=== What is needed ===
Please rewrite the lines of all the records below with "simplified polygon" changed to "reduced polygon" and everything else left as it is. Leave the pictures out of your version.

— Begin Materials provided —

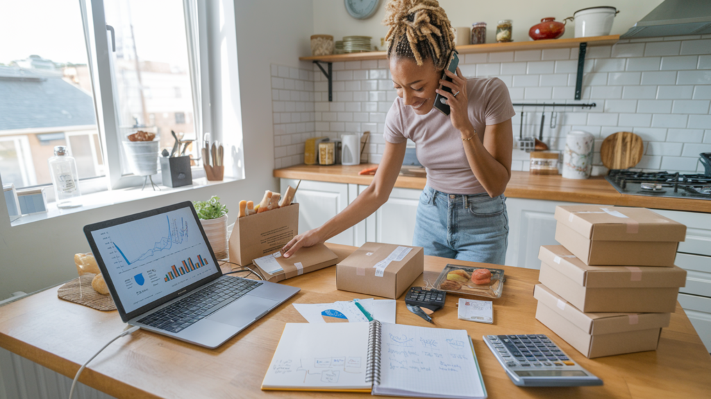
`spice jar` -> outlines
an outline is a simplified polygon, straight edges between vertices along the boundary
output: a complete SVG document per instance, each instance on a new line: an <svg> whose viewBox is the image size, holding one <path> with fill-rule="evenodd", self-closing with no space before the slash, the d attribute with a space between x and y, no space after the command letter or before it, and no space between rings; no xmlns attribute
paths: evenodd
<svg viewBox="0 0 711 399"><path fill-rule="evenodd" d="M311 55L331 55L333 53L333 36L331 35L313 35L311 36Z"/></svg>
<svg viewBox="0 0 711 399"><path fill-rule="evenodd" d="M530 153L531 175L557 175L560 154L551 151L533 151Z"/></svg>
<svg viewBox="0 0 711 399"><path fill-rule="evenodd" d="M496 41L498 43L506 43L513 41L511 40L511 20L502 19L498 21L496 26Z"/></svg>
<svg viewBox="0 0 711 399"><path fill-rule="evenodd" d="M484 44L486 43L486 23L477 22L471 24L471 44Z"/></svg>

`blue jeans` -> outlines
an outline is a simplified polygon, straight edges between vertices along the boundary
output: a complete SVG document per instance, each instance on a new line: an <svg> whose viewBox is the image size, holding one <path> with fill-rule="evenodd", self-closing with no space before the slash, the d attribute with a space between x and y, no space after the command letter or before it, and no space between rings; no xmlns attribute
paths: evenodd
<svg viewBox="0 0 711 399"><path fill-rule="evenodd" d="M508 215L502 194L446 194L424 187L419 196L412 245L425 255L503 265Z"/></svg>

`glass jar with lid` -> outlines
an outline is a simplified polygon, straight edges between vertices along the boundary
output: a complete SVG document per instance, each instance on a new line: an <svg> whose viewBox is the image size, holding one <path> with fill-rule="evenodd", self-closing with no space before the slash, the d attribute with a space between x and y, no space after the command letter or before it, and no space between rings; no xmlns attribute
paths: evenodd
<svg viewBox="0 0 711 399"><path fill-rule="evenodd" d="M496 25L496 41L498 43L513 41L511 35L513 33L511 25L510 19L502 19L498 21L498 24Z"/></svg>
<svg viewBox="0 0 711 399"><path fill-rule="evenodd" d="M486 23L477 22L471 24L471 44L484 44L486 43Z"/></svg>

— End Materials provided —

=== The answer ===
`spice jar` -> outlines
an outline is a reduced polygon, straight edges between vertices along the boundary
output: a complete SVG document per instance, each instance on a new line: an <svg> whose viewBox is the image size, holding one <path> with fill-rule="evenodd", self-closing with no space before the slash, the d attribute with a space between x and y, no space after the command letter or before it, and no space between rings; no xmlns attribute
paths: evenodd
<svg viewBox="0 0 711 399"><path fill-rule="evenodd" d="M311 55L331 55L333 53L333 36L331 35L313 35L311 36Z"/></svg>
<svg viewBox="0 0 711 399"><path fill-rule="evenodd" d="M530 153L531 175L557 175L560 154L551 151L533 151Z"/></svg>
<svg viewBox="0 0 711 399"><path fill-rule="evenodd" d="M496 41L498 43L506 43L513 41L511 40L511 20L502 19L498 21L496 26Z"/></svg>
<svg viewBox="0 0 711 399"><path fill-rule="evenodd" d="M484 44L486 43L486 23L477 22L471 24L471 44Z"/></svg>

`blue jeans` -> outlines
an outline is a reduced polygon, straight edges between vertices along the boundary
output: a complete SVG document per instance, each instance on a new line: an <svg> whose viewBox is the image size, holding one <path> with fill-rule="evenodd", self-closing with no space before the slash, the d attribute with a space between x and y, no space after the command letter or before it, and no space between rings; no xmlns attribute
paths: evenodd
<svg viewBox="0 0 711 399"><path fill-rule="evenodd" d="M508 215L502 194L446 194L424 187L419 196L412 245L425 255L503 265Z"/></svg>

`glass jar with lid` -> outlines
an outline is a reduced polygon, straight edges between vertices along the boundary
output: a complete SVG document per instance, each instance on a new line: an <svg> whose viewBox is the image size, holding one <path> with fill-rule="evenodd", self-closing with no space before the slash, the d attribute with a space between x and y, no space after the command letter or before it, and no space between rings; no xmlns attribute
paths: evenodd
<svg viewBox="0 0 711 399"><path fill-rule="evenodd" d="M496 25L496 41L498 43L513 41L511 35L513 33L511 25L510 19L502 19L498 21L498 24Z"/></svg>
<svg viewBox="0 0 711 399"><path fill-rule="evenodd" d="M486 23L477 22L471 24L471 44L484 44L486 43Z"/></svg>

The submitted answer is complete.